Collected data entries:
>>>>>

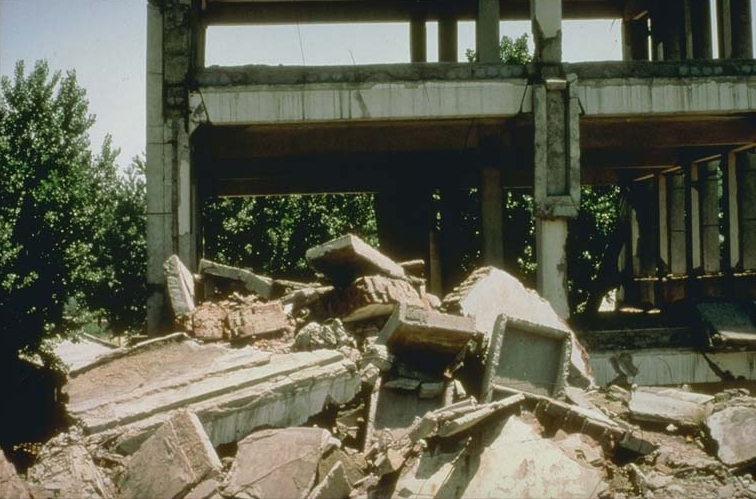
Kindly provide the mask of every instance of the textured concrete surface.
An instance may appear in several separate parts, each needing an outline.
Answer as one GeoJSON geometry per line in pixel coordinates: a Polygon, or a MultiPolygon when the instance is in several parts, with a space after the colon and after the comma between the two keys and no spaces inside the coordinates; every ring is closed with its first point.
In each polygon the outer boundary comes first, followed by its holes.
{"type": "Polygon", "coordinates": [[[728,466],[756,459],[756,408],[727,407],[706,419],[706,428],[716,444],[717,457],[728,466]]]}
{"type": "Polygon", "coordinates": [[[638,421],[698,427],[714,410],[714,397],[675,388],[640,387],[630,393],[630,416],[638,421]]]}
{"type": "Polygon", "coordinates": [[[165,264],[165,286],[171,309],[176,317],[194,310],[194,276],[177,255],[171,255],[165,264]]]}
{"type": "Polygon", "coordinates": [[[340,286],[365,275],[406,277],[401,265],[352,234],[308,249],[305,258],[313,269],[340,286]]]}
{"type": "Polygon", "coordinates": [[[273,292],[273,281],[259,276],[246,269],[223,265],[204,258],[199,263],[199,273],[213,277],[241,282],[248,291],[252,291],[260,298],[269,300],[273,292]]]}
{"type": "Polygon", "coordinates": [[[29,487],[16,473],[16,468],[5,459],[0,450],[0,497],[8,499],[31,499],[29,487]]]}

<<<<<

How to complete this task.
Give the entries above again word for word, without the pictures.

Response to this task.
Kindly provide the mask of every instance of the textured concrete surface.
An instance may appear in several separate parts, each needing an outline.
Answer as one GeoJSON geometry per line in pixel coordinates: a Polygon, or a MultiPolygon when the instance is in several parts, with a space after the colon and after the comma between the two keys and no spaces inside the coordinates; every ring is closed with its first point.
In each polygon the outer boundary comes first, followed by its holes.
{"type": "Polygon", "coordinates": [[[728,466],[756,459],[756,408],[727,407],[706,419],[706,428],[716,444],[717,457],[728,466]]]}
{"type": "Polygon", "coordinates": [[[638,421],[698,427],[714,410],[714,397],[675,388],[640,387],[630,393],[630,416],[638,421]]]}
{"type": "Polygon", "coordinates": [[[165,264],[165,286],[171,309],[176,317],[194,310],[194,276],[177,255],[171,255],[165,264]]]}
{"type": "Polygon", "coordinates": [[[340,286],[365,275],[406,277],[401,265],[352,234],[308,249],[305,258],[313,269],[340,286]]]}
{"type": "Polygon", "coordinates": [[[273,292],[273,281],[259,276],[246,269],[223,265],[204,258],[199,263],[199,273],[213,277],[241,282],[248,291],[252,291],[260,298],[269,300],[273,292]]]}
{"type": "Polygon", "coordinates": [[[29,487],[16,473],[16,468],[5,459],[0,450],[0,497],[8,499],[31,499],[29,487]]]}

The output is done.